Read the data and repeat it in full, exactly.

+ + + +

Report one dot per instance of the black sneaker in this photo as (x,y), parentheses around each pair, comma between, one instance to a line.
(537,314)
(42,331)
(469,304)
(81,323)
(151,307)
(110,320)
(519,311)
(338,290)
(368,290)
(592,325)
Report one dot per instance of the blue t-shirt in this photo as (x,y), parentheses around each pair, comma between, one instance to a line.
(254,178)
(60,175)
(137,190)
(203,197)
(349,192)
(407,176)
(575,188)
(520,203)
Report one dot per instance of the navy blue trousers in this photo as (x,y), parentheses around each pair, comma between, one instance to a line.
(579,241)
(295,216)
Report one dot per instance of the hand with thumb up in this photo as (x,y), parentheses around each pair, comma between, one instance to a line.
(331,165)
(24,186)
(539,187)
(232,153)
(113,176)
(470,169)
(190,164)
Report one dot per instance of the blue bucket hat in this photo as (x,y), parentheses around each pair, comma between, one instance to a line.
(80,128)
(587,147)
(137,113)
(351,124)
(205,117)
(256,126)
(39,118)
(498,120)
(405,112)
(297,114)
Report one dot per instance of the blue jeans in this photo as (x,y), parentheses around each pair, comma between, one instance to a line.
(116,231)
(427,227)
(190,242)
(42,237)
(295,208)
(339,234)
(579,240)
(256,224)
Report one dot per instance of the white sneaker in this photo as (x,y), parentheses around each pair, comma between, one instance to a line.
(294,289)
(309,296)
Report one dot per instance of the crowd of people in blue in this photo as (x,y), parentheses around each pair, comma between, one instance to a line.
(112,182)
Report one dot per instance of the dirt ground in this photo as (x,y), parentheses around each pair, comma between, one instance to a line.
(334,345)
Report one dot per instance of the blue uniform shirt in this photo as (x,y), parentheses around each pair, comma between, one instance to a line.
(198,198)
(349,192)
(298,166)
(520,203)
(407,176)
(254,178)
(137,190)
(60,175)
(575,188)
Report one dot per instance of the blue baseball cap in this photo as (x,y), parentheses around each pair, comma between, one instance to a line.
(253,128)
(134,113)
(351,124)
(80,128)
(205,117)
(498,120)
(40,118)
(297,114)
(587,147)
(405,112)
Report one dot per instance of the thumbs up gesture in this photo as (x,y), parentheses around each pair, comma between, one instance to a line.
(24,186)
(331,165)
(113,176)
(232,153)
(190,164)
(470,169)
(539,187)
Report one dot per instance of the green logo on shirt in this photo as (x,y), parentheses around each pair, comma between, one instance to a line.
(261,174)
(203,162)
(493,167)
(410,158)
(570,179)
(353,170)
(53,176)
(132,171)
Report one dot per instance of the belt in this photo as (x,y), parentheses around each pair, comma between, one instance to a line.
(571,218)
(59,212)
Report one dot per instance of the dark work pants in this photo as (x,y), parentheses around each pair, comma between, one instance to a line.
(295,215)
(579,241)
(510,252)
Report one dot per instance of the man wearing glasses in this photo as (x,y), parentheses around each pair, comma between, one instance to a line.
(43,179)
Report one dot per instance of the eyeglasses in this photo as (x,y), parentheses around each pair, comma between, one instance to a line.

+ + + +

# FINISHED EXERCISE
Report one dot per instance of the black sneaker in this photo as (x,y), parentheses around each pair, comma between, one instance to a line.
(537,314)
(42,331)
(469,304)
(81,323)
(151,307)
(110,320)
(519,311)
(338,290)
(368,290)
(592,325)
Report one dot per instance of the blue t-shirt in this photo as (x,y), parentheses around each pair, comma between, one instance to a line.
(254,178)
(60,175)
(137,190)
(203,197)
(349,192)
(407,176)
(575,188)
(520,203)
Report one dot per instance of the navy blue trousers in this photo as (x,y), parentheses around each pair, comma between, one instance to a line.
(579,241)
(295,216)
Report one dot per instance of the hand with thumb up in this photo as (x,y), parentheses around each pair, comma between, one instance to a line.
(331,165)
(24,186)
(539,187)
(232,153)
(113,176)
(470,169)
(190,164)
Report one dot per instance of the blue bucket hat in this photo as (x,y), parentheses around each pair, comma between, one instance to a line.
(80,128)
(587,147)
(137,113)
(351,124)
(205,117)
(256,126)
(39,118)
(498,120)
(405,112)
(297,114)
Report one dot per instance of the blue jeans in this photo as (x,y), parentheses around each pair, comma between, one instance to a line.
(116,231)
(427,227)
(190,242)
(42,237)
(295,208)
(339,234)
(579,240)
(256,224)
Report one dot per instance of the white sneaker in this photo as (x,y), parentheses around each pair, comma between, one instance to a line.
(294,289)
(309,296)
Report one dot per instance of the crowd of people in blue in this photo as (x,y), parentheses around each pair, comma between, one instance to a line.
(112,182)
Report one dot per instance of the dirt ground in this photo as (x,y), parentheses around each pair, comma between, one instance to a line.
(334,345)
Report one dot per instance of the blue uniform shirt in this photo as (x,y), parentheses around each pair, comma between, one instance to a line.
(198,198)
(349,192)
(298,166)
(520,203)
(407,176)
(254,178)
(137,190)
(60,175)
(575,188)
Report one dot per instance of the blue baseball cap in this photo as (x,y), parentheses around each pair, comma between, one instance to a line.
(253,128)
(134,113)
(351,124)
(80,128)
(205,117)
(498,120)
(40,118)
(297,114)
(587,147)
(405,112)
Report one dot per instance of the thumbs up gesture in this photo as (x,y), parentheses around each pair, comma between, one instance to a line.
(24,186)
(331,165)
(113,176)
(232,153)
(190,164)
(470,169)
(539,187)
Report one dot per instance of the green logo on shirt in this photo as (x,y), parentheses around each pair, comma between, one instance to a line.
(261,174)
(203,162)
(493,167)
(410,158)
(570,179)
(353,170)
(53,176)
(132,171)
Report one dot per instance of the belt in this photo as (x,y), parentheses around each pair, comma between, one instance to a line.
(571,218)
(59,212)
Report one dot per instance of the dark work pants in this photo as (x,y), parentheses around each pair, comma between, one instance to a line.
(295,215)
(579,241)
(510,252)
Report one dot per instance of the man wearing glasses in this photo as (x,y), parentheses around each pair, comma between, one instance to a line.
(43,179)
Report one dot per instance of the eyeglasses in this photo as (x,y), parentheses around each pair, comma between, one instance to a line.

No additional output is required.